[Start of Attachment]
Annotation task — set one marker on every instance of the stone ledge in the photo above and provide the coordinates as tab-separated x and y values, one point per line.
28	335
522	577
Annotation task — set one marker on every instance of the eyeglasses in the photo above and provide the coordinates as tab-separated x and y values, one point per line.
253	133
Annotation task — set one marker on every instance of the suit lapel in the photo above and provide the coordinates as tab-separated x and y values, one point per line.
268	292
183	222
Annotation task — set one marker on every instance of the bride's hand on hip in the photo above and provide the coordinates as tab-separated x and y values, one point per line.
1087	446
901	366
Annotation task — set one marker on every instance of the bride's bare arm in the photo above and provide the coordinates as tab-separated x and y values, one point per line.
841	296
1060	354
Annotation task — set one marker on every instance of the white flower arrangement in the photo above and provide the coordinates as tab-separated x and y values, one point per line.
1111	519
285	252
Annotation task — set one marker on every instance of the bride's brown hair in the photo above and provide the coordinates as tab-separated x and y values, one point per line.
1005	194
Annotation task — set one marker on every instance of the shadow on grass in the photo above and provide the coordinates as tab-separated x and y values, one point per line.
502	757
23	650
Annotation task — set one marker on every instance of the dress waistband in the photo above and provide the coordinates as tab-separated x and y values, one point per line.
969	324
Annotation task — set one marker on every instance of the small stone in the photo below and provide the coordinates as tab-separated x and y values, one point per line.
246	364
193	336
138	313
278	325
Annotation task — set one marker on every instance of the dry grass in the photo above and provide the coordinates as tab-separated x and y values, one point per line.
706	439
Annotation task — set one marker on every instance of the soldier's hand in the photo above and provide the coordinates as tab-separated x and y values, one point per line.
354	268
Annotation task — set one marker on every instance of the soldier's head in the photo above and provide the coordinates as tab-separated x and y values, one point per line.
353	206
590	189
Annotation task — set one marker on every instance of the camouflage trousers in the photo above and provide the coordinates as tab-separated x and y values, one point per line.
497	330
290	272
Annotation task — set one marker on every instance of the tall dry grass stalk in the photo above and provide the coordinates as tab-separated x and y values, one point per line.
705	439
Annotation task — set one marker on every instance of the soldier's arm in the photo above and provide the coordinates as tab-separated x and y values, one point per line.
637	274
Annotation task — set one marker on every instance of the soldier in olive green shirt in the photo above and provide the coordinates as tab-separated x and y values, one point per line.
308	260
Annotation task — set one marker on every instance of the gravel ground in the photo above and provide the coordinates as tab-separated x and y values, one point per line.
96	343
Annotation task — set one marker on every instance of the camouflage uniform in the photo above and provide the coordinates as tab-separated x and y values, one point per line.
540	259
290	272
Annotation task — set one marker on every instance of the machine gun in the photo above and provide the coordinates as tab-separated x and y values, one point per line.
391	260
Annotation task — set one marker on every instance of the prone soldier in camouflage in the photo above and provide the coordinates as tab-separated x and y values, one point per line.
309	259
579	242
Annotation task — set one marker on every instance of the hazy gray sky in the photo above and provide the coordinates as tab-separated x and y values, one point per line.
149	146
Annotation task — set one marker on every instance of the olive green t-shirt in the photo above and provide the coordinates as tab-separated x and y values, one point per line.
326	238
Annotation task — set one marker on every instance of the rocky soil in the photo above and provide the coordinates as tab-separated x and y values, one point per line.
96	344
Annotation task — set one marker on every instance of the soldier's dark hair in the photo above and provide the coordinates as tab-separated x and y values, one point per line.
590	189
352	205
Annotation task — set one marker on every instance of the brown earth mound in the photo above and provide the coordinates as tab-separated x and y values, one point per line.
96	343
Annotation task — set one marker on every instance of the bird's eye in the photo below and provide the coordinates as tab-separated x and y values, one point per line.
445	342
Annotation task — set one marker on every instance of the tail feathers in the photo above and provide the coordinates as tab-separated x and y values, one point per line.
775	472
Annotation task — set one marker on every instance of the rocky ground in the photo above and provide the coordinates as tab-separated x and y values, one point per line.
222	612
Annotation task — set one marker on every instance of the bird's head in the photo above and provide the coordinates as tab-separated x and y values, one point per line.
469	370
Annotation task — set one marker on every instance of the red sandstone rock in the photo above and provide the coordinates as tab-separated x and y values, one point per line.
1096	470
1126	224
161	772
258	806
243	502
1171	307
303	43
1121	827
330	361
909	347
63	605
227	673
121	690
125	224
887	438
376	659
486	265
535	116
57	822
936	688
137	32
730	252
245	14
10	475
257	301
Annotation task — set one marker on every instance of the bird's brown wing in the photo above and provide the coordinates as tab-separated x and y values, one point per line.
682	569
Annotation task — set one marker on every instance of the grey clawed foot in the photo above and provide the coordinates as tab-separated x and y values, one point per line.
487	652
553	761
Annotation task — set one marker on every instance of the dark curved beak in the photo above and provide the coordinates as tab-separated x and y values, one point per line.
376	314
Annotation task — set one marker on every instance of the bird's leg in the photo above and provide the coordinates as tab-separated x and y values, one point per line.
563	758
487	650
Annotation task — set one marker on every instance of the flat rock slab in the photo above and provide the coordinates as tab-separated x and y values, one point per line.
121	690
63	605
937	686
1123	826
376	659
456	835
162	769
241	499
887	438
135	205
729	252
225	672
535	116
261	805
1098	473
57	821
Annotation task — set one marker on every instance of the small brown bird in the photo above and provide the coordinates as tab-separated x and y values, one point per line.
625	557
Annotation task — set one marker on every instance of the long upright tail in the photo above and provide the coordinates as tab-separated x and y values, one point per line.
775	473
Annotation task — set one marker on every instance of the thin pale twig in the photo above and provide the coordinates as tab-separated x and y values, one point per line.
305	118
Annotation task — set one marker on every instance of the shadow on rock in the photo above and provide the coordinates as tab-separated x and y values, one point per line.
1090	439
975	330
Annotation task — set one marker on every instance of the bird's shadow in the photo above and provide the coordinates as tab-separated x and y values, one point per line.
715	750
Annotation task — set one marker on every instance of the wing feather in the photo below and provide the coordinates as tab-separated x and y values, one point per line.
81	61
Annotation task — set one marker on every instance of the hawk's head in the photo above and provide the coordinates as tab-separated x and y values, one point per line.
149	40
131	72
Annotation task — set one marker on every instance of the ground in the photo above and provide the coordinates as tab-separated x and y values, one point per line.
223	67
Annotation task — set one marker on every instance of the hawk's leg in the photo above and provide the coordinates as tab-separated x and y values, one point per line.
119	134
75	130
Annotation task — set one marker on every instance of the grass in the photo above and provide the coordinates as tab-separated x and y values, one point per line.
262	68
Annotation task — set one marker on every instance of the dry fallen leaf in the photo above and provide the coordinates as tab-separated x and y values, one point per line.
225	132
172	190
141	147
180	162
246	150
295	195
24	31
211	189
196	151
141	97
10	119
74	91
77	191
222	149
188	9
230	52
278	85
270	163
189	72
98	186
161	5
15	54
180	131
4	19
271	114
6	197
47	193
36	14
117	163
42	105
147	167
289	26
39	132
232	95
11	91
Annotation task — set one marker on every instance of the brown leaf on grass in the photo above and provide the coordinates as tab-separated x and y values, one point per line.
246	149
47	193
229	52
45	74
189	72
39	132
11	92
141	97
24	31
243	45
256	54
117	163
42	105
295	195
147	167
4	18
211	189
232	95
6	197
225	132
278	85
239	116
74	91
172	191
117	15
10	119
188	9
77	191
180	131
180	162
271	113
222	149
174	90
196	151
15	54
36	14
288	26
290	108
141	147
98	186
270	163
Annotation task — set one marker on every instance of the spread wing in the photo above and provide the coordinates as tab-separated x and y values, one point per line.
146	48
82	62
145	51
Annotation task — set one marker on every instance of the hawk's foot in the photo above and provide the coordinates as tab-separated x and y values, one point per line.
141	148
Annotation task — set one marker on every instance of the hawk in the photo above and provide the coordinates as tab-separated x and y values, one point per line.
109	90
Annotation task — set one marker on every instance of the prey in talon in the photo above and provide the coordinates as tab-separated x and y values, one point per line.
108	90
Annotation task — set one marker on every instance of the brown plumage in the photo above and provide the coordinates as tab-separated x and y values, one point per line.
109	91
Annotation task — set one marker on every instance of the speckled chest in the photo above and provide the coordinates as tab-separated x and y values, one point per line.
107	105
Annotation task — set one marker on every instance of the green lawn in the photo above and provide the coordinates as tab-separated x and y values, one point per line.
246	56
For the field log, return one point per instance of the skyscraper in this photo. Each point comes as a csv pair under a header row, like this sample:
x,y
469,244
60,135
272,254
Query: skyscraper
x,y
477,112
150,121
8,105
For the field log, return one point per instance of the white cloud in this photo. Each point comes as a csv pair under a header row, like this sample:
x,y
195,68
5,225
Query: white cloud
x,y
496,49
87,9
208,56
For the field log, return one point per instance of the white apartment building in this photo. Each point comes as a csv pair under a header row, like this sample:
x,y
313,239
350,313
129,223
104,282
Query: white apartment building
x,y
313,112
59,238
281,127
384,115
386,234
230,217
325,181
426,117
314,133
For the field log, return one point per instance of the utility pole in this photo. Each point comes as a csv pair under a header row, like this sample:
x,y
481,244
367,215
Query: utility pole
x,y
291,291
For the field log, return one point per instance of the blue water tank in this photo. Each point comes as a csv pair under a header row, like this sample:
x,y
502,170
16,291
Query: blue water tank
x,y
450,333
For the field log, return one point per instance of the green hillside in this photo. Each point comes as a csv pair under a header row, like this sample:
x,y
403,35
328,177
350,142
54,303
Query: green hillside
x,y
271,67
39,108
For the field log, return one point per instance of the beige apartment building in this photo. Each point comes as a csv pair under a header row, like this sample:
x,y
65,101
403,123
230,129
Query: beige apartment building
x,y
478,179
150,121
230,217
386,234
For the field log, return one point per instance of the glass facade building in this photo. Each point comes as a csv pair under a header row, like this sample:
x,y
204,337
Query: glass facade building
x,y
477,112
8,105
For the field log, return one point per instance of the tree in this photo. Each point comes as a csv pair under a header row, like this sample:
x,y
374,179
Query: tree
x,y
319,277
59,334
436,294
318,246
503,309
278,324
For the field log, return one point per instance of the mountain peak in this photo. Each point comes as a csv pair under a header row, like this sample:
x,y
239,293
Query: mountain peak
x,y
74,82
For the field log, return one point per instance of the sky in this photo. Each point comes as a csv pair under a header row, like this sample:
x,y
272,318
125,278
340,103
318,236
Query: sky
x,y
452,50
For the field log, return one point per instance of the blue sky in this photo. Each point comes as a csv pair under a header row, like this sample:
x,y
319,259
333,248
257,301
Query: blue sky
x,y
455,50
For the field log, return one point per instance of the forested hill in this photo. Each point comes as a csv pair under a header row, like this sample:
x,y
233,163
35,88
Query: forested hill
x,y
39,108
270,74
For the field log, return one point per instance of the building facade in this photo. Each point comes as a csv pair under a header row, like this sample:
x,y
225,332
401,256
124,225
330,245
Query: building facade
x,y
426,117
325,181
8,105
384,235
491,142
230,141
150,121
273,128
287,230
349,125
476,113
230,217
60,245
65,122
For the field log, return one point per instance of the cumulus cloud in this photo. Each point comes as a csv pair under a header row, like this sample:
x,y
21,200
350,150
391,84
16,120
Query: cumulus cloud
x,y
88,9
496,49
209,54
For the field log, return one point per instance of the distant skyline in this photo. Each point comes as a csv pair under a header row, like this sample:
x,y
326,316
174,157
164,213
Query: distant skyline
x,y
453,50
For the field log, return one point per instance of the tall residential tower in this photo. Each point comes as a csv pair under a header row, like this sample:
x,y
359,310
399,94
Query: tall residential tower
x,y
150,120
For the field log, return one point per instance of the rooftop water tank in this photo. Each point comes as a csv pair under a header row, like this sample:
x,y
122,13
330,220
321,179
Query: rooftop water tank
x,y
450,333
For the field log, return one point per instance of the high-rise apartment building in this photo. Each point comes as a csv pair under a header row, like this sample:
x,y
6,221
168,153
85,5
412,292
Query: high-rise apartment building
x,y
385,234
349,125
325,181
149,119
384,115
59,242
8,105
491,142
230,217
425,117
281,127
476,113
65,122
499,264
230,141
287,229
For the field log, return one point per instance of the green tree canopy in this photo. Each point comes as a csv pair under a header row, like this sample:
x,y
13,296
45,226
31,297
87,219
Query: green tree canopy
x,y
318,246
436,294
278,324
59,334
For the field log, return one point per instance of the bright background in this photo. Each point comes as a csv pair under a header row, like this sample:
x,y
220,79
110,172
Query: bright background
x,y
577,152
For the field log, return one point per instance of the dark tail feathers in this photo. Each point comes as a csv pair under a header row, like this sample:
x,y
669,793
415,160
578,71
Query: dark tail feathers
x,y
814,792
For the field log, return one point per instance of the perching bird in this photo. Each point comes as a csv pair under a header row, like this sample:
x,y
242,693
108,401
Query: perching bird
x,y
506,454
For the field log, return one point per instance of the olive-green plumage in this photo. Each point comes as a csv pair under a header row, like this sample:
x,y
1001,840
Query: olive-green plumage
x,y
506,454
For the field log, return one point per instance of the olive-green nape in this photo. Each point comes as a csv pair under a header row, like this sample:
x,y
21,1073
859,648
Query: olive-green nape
[End of Attachment]
Task goal:
Note how many lines in the data above have the string "nape" in them, and give that number by itself.

Response below:
2